> What the task asks:
Pull out every line in the data that has the string "thorny" in it.

> Image point grounding data:
..........

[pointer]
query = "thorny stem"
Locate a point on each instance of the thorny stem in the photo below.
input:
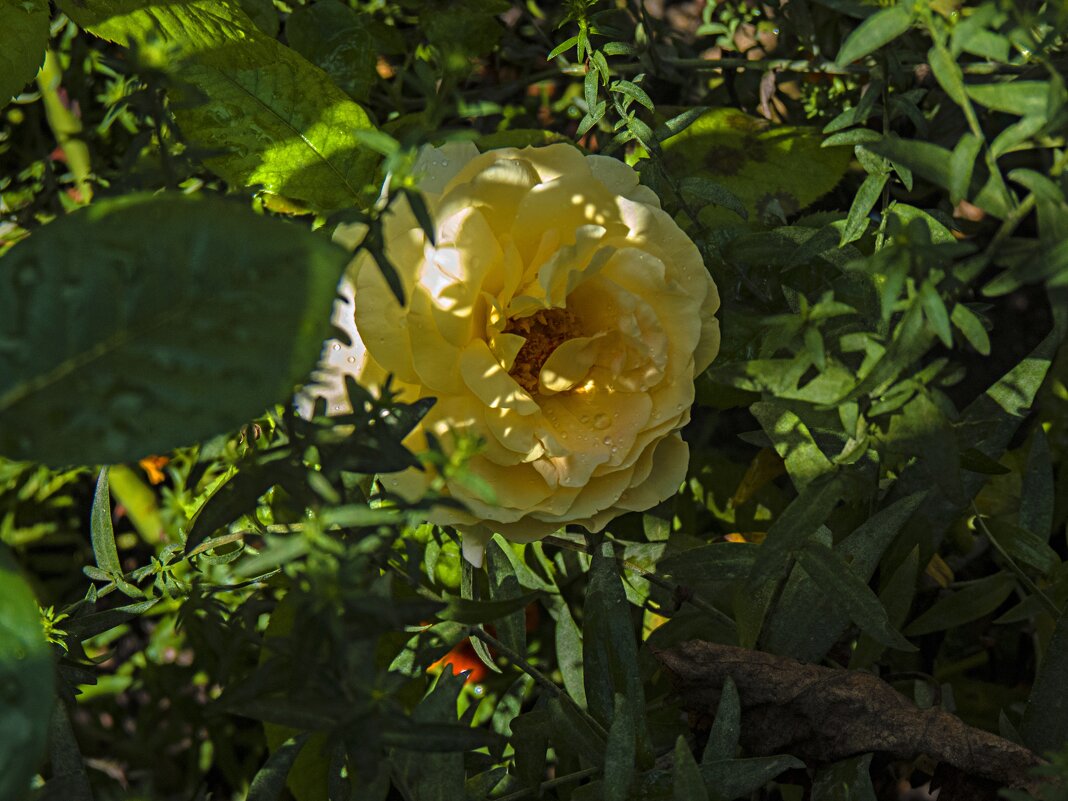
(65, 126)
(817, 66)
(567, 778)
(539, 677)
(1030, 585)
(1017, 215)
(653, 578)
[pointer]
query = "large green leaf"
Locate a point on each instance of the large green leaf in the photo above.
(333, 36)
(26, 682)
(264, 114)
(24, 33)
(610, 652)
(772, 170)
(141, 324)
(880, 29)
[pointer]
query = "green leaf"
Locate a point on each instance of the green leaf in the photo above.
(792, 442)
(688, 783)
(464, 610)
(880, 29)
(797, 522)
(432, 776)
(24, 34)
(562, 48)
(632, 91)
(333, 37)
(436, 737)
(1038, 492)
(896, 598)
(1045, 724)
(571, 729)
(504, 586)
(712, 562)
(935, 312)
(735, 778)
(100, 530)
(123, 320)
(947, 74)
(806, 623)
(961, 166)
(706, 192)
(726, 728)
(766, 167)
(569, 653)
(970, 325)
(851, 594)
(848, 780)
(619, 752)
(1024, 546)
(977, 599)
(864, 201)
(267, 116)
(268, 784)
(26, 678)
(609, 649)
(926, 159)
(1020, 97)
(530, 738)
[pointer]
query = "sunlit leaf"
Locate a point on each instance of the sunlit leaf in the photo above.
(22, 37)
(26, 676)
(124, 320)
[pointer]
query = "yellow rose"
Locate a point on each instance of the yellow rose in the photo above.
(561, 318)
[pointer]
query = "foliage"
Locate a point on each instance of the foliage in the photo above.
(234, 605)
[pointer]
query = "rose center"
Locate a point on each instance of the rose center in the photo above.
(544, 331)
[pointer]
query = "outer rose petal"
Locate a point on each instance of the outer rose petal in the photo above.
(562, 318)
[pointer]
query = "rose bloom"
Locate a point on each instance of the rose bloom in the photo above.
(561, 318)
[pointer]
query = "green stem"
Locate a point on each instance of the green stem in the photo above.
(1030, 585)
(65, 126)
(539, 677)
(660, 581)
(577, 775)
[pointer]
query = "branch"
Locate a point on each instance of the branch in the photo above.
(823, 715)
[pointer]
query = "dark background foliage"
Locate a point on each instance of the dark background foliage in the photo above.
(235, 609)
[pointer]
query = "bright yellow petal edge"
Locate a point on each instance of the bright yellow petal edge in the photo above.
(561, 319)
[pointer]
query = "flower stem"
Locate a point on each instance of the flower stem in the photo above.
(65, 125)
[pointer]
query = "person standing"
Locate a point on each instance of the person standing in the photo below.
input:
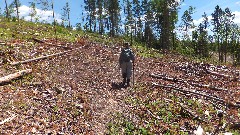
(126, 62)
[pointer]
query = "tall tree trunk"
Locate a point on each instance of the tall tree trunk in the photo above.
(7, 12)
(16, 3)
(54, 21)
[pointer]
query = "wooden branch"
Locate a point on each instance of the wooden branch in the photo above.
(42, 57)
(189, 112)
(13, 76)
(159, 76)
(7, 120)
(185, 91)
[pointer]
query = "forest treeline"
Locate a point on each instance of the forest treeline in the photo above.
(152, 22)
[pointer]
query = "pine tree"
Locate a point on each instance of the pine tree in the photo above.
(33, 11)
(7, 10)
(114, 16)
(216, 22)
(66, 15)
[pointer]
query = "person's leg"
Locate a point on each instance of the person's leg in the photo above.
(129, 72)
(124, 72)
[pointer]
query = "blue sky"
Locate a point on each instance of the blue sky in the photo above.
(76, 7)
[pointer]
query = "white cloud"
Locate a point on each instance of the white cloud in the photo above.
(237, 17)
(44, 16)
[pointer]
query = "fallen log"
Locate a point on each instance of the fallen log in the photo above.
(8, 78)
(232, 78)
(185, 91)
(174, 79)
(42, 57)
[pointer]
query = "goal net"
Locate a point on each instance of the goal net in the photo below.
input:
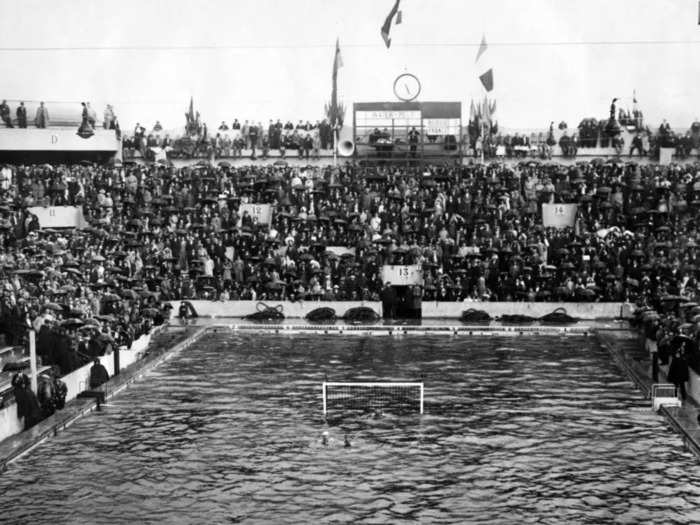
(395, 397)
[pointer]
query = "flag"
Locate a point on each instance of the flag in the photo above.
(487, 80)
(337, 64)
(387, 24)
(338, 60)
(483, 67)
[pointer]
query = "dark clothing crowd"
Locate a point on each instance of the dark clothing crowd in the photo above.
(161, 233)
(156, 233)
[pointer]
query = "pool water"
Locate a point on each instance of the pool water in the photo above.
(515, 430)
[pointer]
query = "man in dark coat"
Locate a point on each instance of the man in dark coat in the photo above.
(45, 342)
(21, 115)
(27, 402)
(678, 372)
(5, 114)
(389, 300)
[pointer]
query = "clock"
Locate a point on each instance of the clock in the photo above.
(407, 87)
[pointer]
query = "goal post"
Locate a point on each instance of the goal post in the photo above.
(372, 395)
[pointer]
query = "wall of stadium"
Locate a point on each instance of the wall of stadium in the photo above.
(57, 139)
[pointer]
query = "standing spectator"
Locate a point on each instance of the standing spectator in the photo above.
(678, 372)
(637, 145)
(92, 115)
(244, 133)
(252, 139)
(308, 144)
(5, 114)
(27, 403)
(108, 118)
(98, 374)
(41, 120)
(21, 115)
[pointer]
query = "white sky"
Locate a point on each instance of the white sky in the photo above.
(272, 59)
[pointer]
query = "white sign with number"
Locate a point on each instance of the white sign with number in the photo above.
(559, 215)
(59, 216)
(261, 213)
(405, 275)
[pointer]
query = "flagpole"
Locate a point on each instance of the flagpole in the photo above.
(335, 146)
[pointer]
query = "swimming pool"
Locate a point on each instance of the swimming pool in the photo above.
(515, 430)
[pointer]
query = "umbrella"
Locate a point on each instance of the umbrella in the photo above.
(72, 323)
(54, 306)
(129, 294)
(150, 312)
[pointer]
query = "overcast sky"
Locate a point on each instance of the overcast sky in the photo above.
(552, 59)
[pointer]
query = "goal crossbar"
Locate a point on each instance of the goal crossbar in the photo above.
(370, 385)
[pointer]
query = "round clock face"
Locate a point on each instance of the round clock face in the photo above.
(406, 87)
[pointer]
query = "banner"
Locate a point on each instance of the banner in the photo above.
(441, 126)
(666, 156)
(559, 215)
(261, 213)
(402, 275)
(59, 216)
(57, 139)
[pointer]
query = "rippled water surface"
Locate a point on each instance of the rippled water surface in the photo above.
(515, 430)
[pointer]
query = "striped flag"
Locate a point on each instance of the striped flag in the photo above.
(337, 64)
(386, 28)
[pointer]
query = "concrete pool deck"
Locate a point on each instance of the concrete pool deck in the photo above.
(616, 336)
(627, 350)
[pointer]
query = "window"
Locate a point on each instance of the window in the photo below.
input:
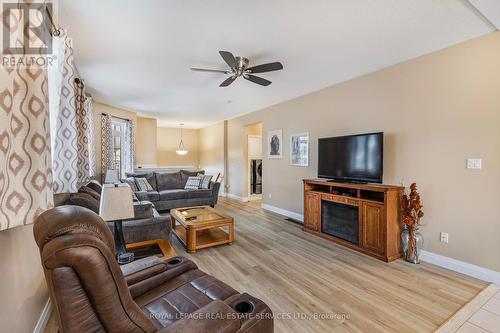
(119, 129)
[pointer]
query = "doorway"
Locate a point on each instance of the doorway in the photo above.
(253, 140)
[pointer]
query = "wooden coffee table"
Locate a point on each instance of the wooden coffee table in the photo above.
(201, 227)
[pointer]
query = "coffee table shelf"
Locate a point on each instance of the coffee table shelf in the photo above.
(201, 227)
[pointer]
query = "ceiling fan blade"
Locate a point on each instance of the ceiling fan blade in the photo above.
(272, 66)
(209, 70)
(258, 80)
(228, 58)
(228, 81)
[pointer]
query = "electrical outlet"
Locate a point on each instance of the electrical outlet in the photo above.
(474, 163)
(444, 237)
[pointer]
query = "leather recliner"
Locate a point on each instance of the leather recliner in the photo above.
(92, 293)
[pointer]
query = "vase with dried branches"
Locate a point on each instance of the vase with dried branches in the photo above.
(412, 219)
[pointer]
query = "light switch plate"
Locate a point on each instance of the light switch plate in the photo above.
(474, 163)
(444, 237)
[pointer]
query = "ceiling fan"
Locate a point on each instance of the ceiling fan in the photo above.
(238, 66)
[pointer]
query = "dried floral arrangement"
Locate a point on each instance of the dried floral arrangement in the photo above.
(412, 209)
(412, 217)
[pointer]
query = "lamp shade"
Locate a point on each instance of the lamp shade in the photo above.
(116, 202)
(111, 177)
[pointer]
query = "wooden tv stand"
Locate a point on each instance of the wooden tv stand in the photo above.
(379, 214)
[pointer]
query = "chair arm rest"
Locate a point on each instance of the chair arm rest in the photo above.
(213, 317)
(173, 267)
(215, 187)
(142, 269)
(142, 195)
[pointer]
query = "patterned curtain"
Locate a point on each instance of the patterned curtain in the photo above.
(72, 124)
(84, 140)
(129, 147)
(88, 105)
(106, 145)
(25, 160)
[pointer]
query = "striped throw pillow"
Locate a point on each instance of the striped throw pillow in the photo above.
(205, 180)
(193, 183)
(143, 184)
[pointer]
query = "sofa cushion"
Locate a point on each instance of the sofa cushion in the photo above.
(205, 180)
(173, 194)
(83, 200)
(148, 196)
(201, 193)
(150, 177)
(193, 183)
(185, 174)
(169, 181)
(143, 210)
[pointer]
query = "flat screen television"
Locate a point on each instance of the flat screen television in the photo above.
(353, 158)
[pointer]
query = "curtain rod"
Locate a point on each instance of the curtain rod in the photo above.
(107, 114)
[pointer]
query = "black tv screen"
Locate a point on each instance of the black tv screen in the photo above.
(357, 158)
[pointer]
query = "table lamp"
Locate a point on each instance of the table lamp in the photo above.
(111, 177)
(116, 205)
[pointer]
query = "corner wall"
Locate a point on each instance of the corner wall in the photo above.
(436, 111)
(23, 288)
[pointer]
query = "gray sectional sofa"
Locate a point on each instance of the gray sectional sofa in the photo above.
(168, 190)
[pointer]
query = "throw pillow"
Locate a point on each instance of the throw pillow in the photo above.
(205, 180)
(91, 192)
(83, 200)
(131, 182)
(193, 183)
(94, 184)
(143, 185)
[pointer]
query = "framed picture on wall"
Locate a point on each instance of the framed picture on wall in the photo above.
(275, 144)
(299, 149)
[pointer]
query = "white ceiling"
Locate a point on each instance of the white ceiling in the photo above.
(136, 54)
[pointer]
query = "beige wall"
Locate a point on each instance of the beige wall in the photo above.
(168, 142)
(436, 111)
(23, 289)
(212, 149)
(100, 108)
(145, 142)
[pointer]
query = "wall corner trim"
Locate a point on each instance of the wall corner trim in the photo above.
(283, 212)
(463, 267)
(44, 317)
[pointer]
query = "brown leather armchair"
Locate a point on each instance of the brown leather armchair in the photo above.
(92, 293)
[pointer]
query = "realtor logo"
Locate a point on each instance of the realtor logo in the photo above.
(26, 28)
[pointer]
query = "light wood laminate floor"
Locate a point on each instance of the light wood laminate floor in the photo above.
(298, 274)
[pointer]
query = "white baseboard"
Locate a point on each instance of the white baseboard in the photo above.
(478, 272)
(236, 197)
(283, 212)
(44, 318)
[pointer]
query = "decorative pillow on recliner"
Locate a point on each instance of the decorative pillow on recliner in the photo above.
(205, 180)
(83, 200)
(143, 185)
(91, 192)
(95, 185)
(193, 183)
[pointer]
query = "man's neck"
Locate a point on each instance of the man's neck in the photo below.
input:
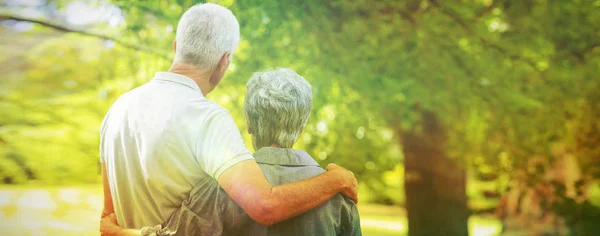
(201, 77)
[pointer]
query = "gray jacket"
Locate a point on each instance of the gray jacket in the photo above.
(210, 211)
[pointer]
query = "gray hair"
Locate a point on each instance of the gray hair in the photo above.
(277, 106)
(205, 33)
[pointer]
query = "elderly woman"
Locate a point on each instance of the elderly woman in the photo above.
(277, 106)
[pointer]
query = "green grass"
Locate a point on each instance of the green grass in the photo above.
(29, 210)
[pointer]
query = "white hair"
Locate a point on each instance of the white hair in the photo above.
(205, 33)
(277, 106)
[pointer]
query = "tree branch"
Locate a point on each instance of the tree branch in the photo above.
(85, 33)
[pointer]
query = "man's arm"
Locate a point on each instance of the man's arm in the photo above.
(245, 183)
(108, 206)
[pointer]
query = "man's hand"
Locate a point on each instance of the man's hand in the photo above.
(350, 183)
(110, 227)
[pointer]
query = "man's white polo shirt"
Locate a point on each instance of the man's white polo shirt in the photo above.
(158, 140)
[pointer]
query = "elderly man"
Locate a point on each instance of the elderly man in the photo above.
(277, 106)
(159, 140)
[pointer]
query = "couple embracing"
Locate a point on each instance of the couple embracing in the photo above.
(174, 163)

..........

> Reply to the task:
query = "thorny stem"
Locate a point on each instance of the thorny stem in the photo below.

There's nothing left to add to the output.